### Exercise aim:
Print, exactly and completely, every entry in the data.

[Object position labeling entries]
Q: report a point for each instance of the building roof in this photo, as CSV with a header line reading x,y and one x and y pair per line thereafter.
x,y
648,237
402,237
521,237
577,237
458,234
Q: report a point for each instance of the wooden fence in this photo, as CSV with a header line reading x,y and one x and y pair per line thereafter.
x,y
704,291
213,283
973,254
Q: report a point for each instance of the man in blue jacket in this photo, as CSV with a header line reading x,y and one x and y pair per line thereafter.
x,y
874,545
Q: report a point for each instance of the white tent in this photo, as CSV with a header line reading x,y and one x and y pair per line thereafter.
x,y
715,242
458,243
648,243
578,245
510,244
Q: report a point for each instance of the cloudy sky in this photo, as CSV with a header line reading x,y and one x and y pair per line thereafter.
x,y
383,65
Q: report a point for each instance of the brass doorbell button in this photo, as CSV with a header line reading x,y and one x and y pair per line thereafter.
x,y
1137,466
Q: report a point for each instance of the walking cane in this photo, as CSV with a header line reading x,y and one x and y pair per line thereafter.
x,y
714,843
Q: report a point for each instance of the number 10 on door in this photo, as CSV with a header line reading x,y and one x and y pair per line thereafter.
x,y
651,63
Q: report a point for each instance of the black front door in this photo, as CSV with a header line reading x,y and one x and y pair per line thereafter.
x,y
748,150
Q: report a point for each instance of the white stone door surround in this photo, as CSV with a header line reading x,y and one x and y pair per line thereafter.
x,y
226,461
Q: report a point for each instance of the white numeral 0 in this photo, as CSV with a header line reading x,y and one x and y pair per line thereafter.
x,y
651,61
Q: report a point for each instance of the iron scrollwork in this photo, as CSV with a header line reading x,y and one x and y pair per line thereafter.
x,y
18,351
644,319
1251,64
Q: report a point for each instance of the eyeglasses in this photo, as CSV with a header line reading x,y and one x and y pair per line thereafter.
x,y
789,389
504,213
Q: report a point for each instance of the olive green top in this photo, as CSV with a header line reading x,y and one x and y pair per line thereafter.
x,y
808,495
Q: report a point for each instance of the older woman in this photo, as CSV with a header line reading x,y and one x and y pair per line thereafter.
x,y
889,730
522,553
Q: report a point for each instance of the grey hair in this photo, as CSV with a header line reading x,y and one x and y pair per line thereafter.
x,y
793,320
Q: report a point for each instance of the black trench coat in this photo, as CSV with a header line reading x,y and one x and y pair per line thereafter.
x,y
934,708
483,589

### Output of the task:
Q: report a point for each instance of the building roof in this photo, as CSV with a header line reading x,y and one x and y pair per line thereafter.
x,y
648,237
402,237
521,237
577,237
458,234
Q: report a point for each instance of the wooden fence in this photo, as CSV with a header line reading x,y and one x and y pair per line thereafter.
x,y
704,291
213,283
973,254
Q: report a point for each instance of the man in blue jacket in this photo, as CSV with a header line reading x,y and one x and y pair per line thereafter.
x,y
874,545
Q: report a point for each instance of the white tent in this photo, as CSV with a header line reading x,y and one x and y pair per line thereafter.
x,y
715,242
458,243
648,243
578,245
510,244
Q: report a point for each instance of the cloudy sky in this photo, as CSV with a header line reading x,y and one x and y pair per line thereafter.
x,y
383,65
Q: report a point for each instance of the brass doorbell button in this photo, as CSV with a header line reading x,y and one x and y pair per line thereafter.
x,y
1137,466
Q: report a point for each instance of the walking cane in this photo, as CSV with a header line reading x,y and one x and y pair per line thereafter.
x,y
714,843
Q: report a point for each instance of the number 10 on door in this photo, as CSV with a header line reading x,y and one x and y pair per line thereafter.
x,y
651,63
Q: report a point for each instance of the black front door in this photo, as CSV with a header line reading x,y and one x and y pair per line thereafter.
x,y
748,150
Q: report a point for each instance of the white stone door surround in this photo, as CSV with a header line reading x,y and one x and y pair per line thereafter.
x,y
226,461
Q: report a point for each instance of the white numeral 0 in this photo, as CSV with a header line reading x,y and one x and y pair per line thereafter.
x,y
651,61
Q: report a point for each instance of the iron scrollwork in this photo, as CSV with a header line reading x,y and one x and y pair per line thereafter.
x,y
18,351
644,319
1251,64
Q: report a point for each instance of the eyeglasses in this photo, as CSV with a header line reading x,y and one x and y pair per line thereafter.
x,y
789,389
504,213
Q: report a point for each instance of the olive green top in this photo, as CSV with a header line reading x,y and one x and y pair per line thereafter.
x,y
808,495
Q: report a point for each instance of the older woman in this photo, as CSV with a header line reading x,y and one x and y pair per line thereafter.
x,y
889,730
522,553
Q: report a point for each instance of the grey hair in this photo, as CSV with a header line reading x,y and one x and y pair per line thereafter.
x,y
793,320
Q: report a point for each instance of the black trench coat in this photo, as CSV with a header line reading x,y and one x and y pair per line thereafter.
x,y
934,708
483,589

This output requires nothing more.